■ Exercise description:
Copy the listing exactly, leaving out every picture.

-=-=-=-=-

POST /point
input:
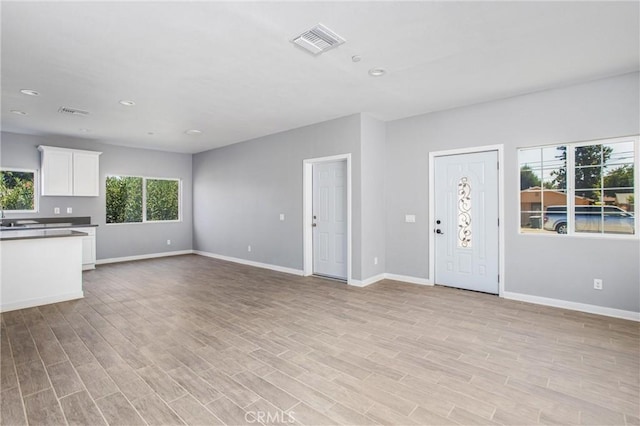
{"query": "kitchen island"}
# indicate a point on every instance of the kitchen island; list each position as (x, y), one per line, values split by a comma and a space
(38, 267)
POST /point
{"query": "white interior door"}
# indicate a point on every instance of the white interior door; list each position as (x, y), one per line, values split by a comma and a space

-=-=-=-=-

■ Answer area:
POST /point
input:
{"query": "kitchen island"}
# indicate a point on every instance of the kitchen island; list each position as (x, y), one per line, values split by a comma and a space
(38, 267)
POST /point
{"query": "white interior door"}
# indicate a point on every instance of the white interior door; list each position as (x, y), one per line, values split by a comma and a space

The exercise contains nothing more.